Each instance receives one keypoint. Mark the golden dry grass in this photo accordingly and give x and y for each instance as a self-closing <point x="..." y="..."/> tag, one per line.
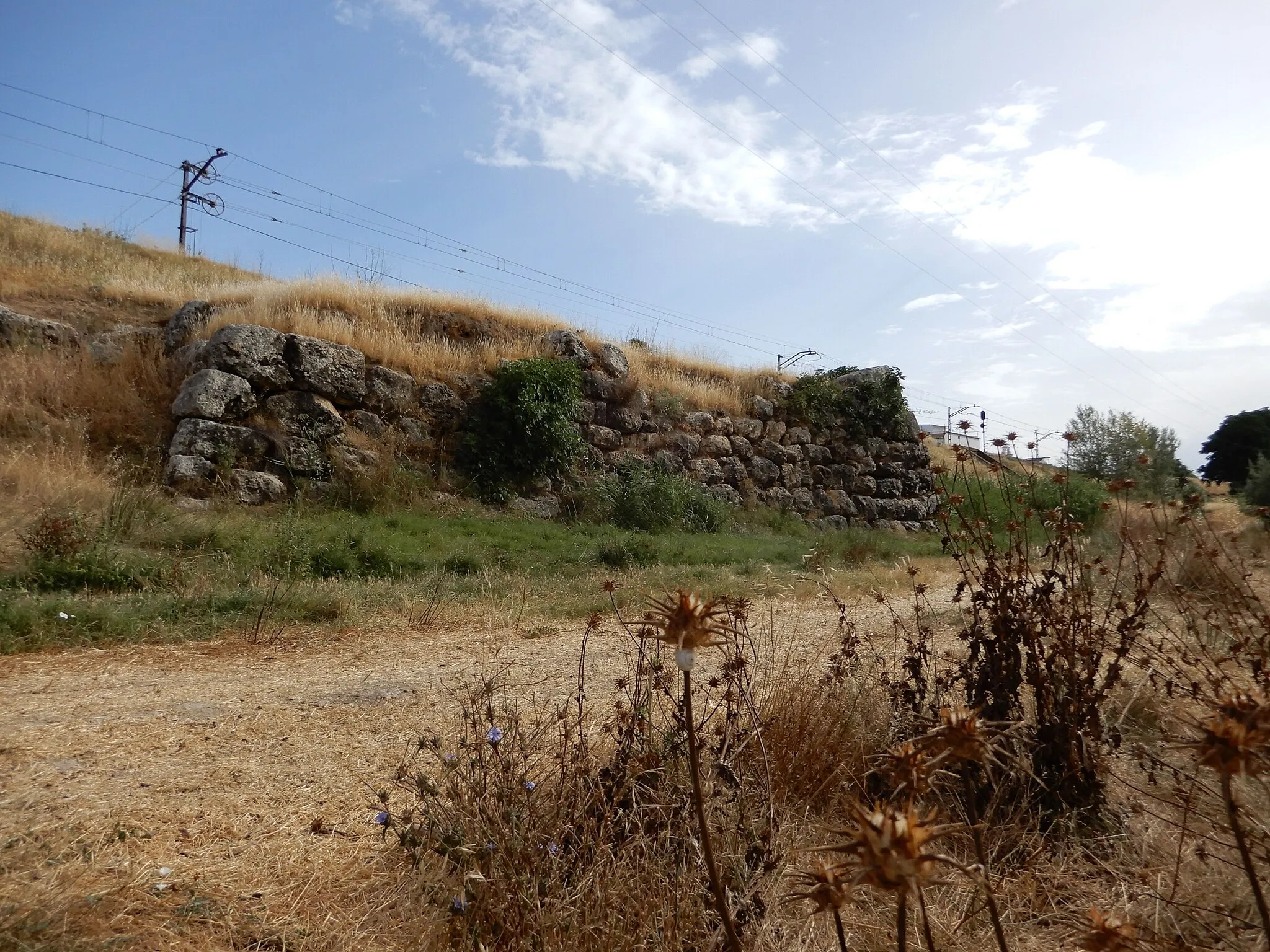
<point x="435" y="335"/>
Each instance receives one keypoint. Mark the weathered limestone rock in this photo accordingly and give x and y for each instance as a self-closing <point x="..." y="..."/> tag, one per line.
<point x="761" y="408"/>
<point x="624" y="419"/>
<point x="389" y="391"/>
<point x="303" y="459"/>
<point x="254" y="488"/>
<point x="704" y="470"/>
<point x="111" y="345"/>
<point x="733" y="470"/>
<point x="716" y="446"/>
<point x="724" y="493"/>
<point x="333" y="371"/>
<point x="18" y="329"/>
<point x="603" y="437"/>
<point x="189" y="359"/>
<point x="190" y="319"/>
<point x="257" y="355"/>
<point x="191" y="475"/>
<point x="239" y="446"/>
<point x="569" y="346"/>
<point x="214" y="395"/>
<point x="762" y="471"/>
<point x="366" y="421"/>
<point x="699" y="421"/>
<point x="308" y="415"/>
<point x="614" y="362"/>
<point x="441" y="404"/>
<point x="414" y="433"/>
<point x="536" y="508"/>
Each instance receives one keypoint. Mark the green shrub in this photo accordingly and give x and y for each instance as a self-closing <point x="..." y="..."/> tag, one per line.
<point x="1256" y="490"/>
<point x="522" y="427"/>
<point x="646" y="498"/>
<point x="625" y="552"/>
<point x="870" y="408"/>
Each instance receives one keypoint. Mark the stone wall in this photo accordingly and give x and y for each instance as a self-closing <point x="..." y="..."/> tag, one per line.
<point x="267" y="412"/>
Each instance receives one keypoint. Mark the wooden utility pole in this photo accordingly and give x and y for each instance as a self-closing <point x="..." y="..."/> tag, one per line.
<point x="191" y="175"/>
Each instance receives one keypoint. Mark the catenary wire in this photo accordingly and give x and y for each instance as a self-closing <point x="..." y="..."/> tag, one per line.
<point x="1196" y="400"/>
<point x="842" y="215"/>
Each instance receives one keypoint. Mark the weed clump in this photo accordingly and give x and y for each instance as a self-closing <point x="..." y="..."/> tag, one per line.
<point x="868" y="405"/>
<point x="644" y="498"/>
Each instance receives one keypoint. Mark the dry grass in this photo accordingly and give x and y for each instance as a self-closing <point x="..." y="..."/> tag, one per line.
<point x="435" y="335"/>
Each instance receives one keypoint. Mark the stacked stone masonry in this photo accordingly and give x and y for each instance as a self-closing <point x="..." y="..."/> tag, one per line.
<point x="265" y="412"/>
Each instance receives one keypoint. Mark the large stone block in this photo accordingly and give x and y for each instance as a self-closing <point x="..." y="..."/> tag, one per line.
<point x="441" y="404"/>
<point x="18" y="329"/>
<point x="235" y="446"/>
<point x="389" y="391"/>
<point x="254" y="488"/>
<point x="111" y="345"/>
<point x="602" y="437"/>
<point x="257" y="355"/>
<point x="760" y="408"/>
<point x="699" y="421"/>
<point x="762" y="471"/>
<point x="716" y="444"/>
<point x="704" y="470"/>
<point x="683" y="443"/>
<point x="333" y="371"/>
<point x="301" y="459"/>
<point x="733" y="470"/>
<point x="569" y="346"/>
<point x="308" y="415"/>
<point x="184" y="324"/>
<point x="818" y="455"/>
<point x="614" y="362"/>
<point x="191" y="475"/>
<point x="214" y="395"/>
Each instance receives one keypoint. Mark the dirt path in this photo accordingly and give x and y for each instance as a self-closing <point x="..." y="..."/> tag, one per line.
<point x="214" y="760"/>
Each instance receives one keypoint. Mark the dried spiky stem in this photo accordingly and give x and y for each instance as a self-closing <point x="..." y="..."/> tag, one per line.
<point x="981" y="855"/>
<point x="842" y="935"/>
<point x="699" y="803"/>
<point x="1232" y="813"/>
<point x="926" y="922"/>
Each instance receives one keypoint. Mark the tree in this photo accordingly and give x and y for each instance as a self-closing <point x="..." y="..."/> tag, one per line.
<point x="1235" y="444"/>
<point x="1256" y="490"/>
<point x="1113" y="446"/>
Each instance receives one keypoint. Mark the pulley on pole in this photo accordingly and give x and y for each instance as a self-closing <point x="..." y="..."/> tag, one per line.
<point x="211" y="203"/>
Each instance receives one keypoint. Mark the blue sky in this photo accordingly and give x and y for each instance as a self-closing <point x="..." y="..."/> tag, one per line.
<point x="882" y="182"/>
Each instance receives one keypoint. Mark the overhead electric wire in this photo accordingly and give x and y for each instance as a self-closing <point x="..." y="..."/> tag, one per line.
<point x="858" y="138"/>
<point x="1026" y="299"/>
<point x="659" y="315"/>
<point x="662" y="314"/>
<point x="837" y="211"/>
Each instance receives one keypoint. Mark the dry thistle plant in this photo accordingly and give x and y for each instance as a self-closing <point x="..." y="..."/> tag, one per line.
<point x="689" y="624"/>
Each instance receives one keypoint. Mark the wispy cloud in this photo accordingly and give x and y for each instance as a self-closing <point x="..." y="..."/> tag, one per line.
<point x="921" y="304"/>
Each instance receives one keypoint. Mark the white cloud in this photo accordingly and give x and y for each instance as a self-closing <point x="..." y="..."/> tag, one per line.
<point x="920" y="304"/>
<point x="569" y="104"/>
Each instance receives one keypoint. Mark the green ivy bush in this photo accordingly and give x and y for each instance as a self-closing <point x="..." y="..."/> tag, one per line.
<point x="870" y="408"/>
<point x="648" y="499"/>
<point x="522" y="428"/>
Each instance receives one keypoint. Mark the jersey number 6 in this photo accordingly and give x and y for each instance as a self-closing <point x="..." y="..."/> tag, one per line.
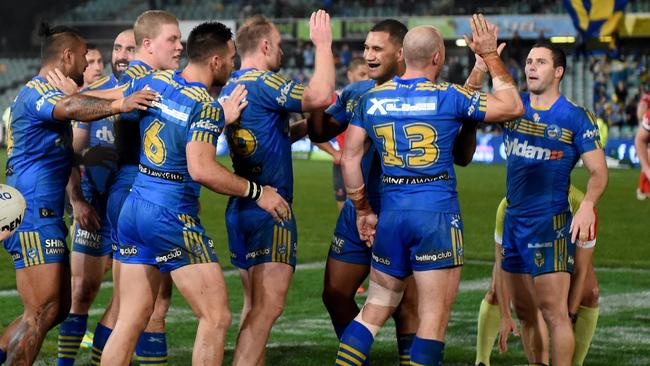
───
What you have to do —
Turn all of the items above into a numbered list, skipping any blank lines. Leave the pictures out.

Reply to the task —
1. Each instance receives one keypoint. Mark the golden dry grass in this photo accordingly and give x and y for each instance as a self-closing <point x="..." y="..."/> tag, one per line.
2. <point x="435" y="335"/>
3. Each instance receives one keypoint. Mark the weathered limestone rock in this photo accordingly and give x and y for each instance as a self-closing <point x="..." y="..."/> tag, one per line.
4. <point x="761" y="408"/>
5. <point x="624" y="419"/>
6. <point x="389" y="391"/>
7. <point x="303" y="459"/>
8. <point x="254" y="488"/>
9. <point x="704" y="470"/>
10. <point x="111" y="345"/>
11. <point x="733" y="470"/>
12. <point x="716" y="446"/>
13. <point x="724" y="493"/>
14. <point x="333" y="371"/>
15. <point x="18" y="329"/>
16. <point x="603" y="437"/>
17. <point x="189" y="359"/>
18. <point x="190" y="319"/>
19. <point x="257" y="355"/>
20. <point x="191" y="475"/>
21. <point x="239" y="446"/>
22. <point x="569" y="346"/>
23. <point x="214" y="395"/>
24. <point x="762" y="471"/>
25. <point x="366" y="421"/>
26. <point x="699" y="421"/>
27. <point x="308" y="415"/>
28. <point x="614" y="362"/>
29. <point x="441" y="404"/>
30. <point x="414" y="433"/>
31. <point x="536" y="508"/>
32. Each instance receives one keypoint. Mark the green shrub in this photo accordingly and give x and y for each instance as a self-closing <point x="..." y="..."/> tag, one per line.
33. <point x="1256" y="490"/>
34. <point x="522" y="427"/>
35. <point x="646" y="498"/>
36. <point x="625" y="552"/>
37. <point x="870" y="408"/>
38. Each instance receives one keypoint. Mark the stone wall in this photo accordingly and give x and y for each instance as a self-closing <point x="..." y="..."/> tag, one per line.
39. <point x="267" y="412"/>
40. Each instance receives one keypoint. Mark the wooden utility pole in this photo accordingly and give x and y for each instance as a self-closing <point x="..." y="..."/> tag, one per line.
41. <point x="191" y="175"/>
42. Each instance receives one keypoint. Mark the catenary wire in this photo accordingly and give x and y for each instance as a self-closing <point x="..." y="..."/> tag, one per line.
43. <point x="1196" y="400"/>
44. <point x="842" y="215"/>
45. Each instance receives one keypoint. Mark the weed clump in this photo accordingly and give x and y for each instance as a self-closing <point x="..." y="..."/> tag, one per line.
46. <point x="868" y="405"/>
47. <point x="644" y="498"/>
48. Each instance receives one keypoint. Mark the dry grass in this photo accordingly and give x and y for each instance as a self-closing <point x="..." y="..."/> tag, one per line.
49. <point x="435" y="335"/>
50. Each instance receives one keypoint. Mark the stacked stone masonry in this photo accordingly and give x and y for each instance as a self-closing <point x="..." y="..."/> tag, one per line.
51. <point x="265" y="412"/>
52. Each instance receives one keypoint. Mark the large stone block in this photo accordingly and give x and y for each instance as a self-closing <point x="..." y="..."/> tag, one per line.
53. <point x="441" y="404"/>
54. <point x="18" y="329"/>
55. <point x="235" y="446"/>
56. <point x="389" y="391"/>
57. <point x="254" y="488"/>
58. <point x="111" y="345"/>
59. <point x="602" y="437"/>
60. <point x="257" y="355"/>
61. <point x="760" y="408"/>
62. <point x="699" y="421"/>
63. <point x="762" y="471"/>
64. <point x="716" y="444"/>
65. <point x="704" y="470"/>
66. <point x="683" y="443"/>
67. <point x="333" y="371"/>
68. <point x="301" y="459"/>
69. <point x="733" y="470"/>
70. <point x="569" y="346"/>
71. <point x="308" y="415"/>
72. <point x="184" y="324"/>
73. <point x="818" y="455"/>
74. <point x="614" y="362"/>
75. <point x="191" y="475"/>
76. <point x="214" y="395"/>
77. Each instance receives one keypoint. Mark the dirt path in this photo accordingly and give x and y for each instance as a self-closing <point x="..." y="..."/> tag, one per line.
78. <point x="214" y="760"/>
79. Each instance receives one keypoint. Mark the dried spiky stem in this photo accordingly and give x and y for each instance as a self-closing <point x="..." y="..."/> tag, one per line.
80. <point x="981" y="855"/>
81. <point x="842" y="935"/>
82. <point x="699" y="803"/>
83. <point x="1232" y="813"/>
84. <point x="926" y="922"/>
85. Each instance receives one keypoint. Mark the tree in this photo accordingly and give x and y for each instance as a self-closing <point x="..." y="..."/> tag, one per line.
86. <point x="1235" y="444"/>
87. <point x="1256" y="490"/>
88. <point x="1113" y="446"/>
89. Each instance receives one keypoint. Mark the pulley on pole in this photo accordingly and give x and y for each instance as a self-closing <point x="..." y="..."/> tag, one per line.
90. <point x="211" y="203"/>
91. Each instance receives one keypoint. Mark the blue sky in this photo accordingly and give x and y for each instance as a self-closing <point x="..." y="..."/> tag, one per line.
92. <point x="882" y="182"/>
93. Each instance receives one keypoint. Mark the overhead electric wire in this photo accordingly and give x and y for each instance as a self-closing <point x="..." y="..."/> tag, one per line.
94. <point x="858" y="138"/>
95. <point x="1026" y="299"/>
96. <point x="659" y="315"/>
97. <point x="662" y="314"/>
98. <point x="837" y="211"/>
99. Each instance receives one keypoint. Mark the dry thistle plant in this photo accordingly and give x and y for each instance as a self-closing <point x="..." y="..."/> tag, one per line.
100. <point x="689" y="624"/>
101. Each instance receives one keypoint. Mark the wispy cloud in this photo accordingly and give x and y for each instance as a self-closing <point x="..." y="..."/> tag, one per line.
102. <point x="921" y="304"/>
103. Each instance receives one keypoint. Mark the white cloud in this photo accordingly and give x and y for each instance as a self-closing <point x="..." y="..."/> tag, one per line.
104. <point x="920" y="304"/>
105. <point x="569" y="104"/>
106. Each instance receives one keypoint. Mark the green ivy bush in this photo accordingly and give x and y for each instance as a self-closing <point x="..." y="..."/> tag, one per line.
107. <point x="870" y="408"/>
108. <point x="648" y="499"/>
109. <point x="522" y="428"/>
110. Each instance receives one keypoint. Mark the jersey number 6 in this photo accordingly and give x and y for each instance as a self-closing <point x="..." y="..."/> tag, one per line.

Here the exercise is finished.